■ PAGE EXCERPT
+++++
Given: \left ( x-y \right )\frac{dy}{dx}=x+2y

To find: we have to find the solution of given differential equation.

Hint: we will put y=vx \: and\: \frac{dy}{dx}=v+x\frac{dv}{dx}

Solution: we have,

\left ( x-y \right )\frac{dy}{dx}=x+2y            ..(i)

It is homogeneous equation.
+++++
■ GOAL A
According to the page excerpt, what kind of equation is (x − y) dy/dx = x + 2y?
+++++
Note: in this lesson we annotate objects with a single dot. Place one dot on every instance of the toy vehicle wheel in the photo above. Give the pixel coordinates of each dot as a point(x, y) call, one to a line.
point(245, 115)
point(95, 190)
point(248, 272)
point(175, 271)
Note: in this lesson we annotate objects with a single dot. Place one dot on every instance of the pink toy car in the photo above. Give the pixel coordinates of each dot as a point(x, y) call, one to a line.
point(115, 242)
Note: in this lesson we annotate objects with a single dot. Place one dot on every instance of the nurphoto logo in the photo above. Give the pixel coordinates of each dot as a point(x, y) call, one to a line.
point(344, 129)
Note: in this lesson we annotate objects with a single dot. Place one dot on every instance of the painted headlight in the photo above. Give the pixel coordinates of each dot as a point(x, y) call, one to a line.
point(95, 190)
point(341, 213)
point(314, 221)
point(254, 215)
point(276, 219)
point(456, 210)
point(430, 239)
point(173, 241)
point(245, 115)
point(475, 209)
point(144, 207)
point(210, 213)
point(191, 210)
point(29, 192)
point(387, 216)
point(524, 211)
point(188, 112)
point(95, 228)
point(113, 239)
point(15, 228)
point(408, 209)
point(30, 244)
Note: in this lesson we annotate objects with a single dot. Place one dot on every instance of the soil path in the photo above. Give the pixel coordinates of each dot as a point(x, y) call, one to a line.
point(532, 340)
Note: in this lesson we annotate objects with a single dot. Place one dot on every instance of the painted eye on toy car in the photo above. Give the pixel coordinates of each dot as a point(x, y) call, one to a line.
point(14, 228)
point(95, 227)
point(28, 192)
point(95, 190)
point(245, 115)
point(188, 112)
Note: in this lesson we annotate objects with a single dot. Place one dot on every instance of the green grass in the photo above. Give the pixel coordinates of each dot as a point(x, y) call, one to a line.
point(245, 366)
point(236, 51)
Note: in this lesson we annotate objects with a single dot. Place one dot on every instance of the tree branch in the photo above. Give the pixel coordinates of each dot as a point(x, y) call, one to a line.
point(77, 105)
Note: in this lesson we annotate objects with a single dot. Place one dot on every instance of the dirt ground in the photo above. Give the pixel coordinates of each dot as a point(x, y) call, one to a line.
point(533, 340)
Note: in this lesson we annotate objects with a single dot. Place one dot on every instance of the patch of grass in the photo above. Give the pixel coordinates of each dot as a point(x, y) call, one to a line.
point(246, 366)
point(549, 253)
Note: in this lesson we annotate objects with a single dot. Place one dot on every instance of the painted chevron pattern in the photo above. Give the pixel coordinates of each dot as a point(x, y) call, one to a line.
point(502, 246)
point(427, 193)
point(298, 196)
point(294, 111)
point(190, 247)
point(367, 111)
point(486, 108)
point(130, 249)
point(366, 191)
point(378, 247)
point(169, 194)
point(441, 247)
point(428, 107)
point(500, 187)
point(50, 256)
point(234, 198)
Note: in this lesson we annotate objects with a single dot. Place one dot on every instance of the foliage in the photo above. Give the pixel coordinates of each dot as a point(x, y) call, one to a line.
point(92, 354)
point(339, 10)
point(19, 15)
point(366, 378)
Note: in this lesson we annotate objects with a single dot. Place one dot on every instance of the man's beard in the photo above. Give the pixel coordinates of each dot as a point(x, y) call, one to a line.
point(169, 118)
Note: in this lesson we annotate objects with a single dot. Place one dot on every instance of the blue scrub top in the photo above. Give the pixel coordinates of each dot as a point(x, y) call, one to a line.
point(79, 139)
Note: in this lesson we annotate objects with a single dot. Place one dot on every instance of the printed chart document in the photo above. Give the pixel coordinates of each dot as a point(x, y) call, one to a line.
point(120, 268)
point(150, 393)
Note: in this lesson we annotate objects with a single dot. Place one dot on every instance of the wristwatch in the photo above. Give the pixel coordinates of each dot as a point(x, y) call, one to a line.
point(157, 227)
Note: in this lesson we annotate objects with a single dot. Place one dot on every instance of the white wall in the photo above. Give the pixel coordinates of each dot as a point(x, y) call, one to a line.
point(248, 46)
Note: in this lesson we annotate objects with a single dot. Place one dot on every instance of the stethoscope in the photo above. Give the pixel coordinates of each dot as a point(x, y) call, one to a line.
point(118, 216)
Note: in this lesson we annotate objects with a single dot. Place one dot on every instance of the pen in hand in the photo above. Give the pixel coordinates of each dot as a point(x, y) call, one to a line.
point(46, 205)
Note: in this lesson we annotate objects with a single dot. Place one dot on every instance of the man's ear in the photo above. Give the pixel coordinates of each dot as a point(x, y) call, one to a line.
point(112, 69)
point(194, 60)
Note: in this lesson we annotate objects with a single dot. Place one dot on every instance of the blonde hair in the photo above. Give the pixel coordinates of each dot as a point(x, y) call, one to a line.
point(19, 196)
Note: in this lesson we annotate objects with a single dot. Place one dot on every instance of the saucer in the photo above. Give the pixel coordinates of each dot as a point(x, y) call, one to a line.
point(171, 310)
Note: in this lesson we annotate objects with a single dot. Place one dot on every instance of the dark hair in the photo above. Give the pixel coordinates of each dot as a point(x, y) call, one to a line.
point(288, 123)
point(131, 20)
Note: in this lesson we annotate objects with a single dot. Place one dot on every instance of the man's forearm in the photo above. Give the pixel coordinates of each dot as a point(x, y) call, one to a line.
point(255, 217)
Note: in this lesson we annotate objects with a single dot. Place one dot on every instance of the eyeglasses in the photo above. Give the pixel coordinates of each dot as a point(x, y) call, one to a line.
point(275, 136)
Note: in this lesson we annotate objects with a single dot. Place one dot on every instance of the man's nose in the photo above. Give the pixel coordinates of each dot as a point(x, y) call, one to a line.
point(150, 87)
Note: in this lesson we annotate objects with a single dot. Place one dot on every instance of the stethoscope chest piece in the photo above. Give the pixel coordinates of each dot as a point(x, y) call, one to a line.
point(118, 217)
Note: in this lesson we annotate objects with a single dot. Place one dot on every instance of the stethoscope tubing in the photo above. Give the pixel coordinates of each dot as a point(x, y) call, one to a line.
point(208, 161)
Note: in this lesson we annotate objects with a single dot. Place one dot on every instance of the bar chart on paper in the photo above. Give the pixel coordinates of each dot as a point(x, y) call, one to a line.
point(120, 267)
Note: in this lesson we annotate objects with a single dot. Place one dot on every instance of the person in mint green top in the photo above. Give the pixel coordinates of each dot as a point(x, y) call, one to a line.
+++++
■ GOAL B
Start at the beginning of the records and stop after the line containing "point(175, 271)". Rewrite those lines, requests included, and reduce every coordinate in the answers by 22; give nothing beyond them.

■ WORKED SOLUTION A
A homogeneous equation.

■ WORKED SOLUTION B
Note: in this lesson we annotate objects with a single dot. Place one dot on every instance of the toy vehicle wheel in the photo above. Give the pixel coordinates of each dot as a point(x, y) call, one to a line.
point(223, 93)
point(73, 168)
point(226, 250)
point(153, 249)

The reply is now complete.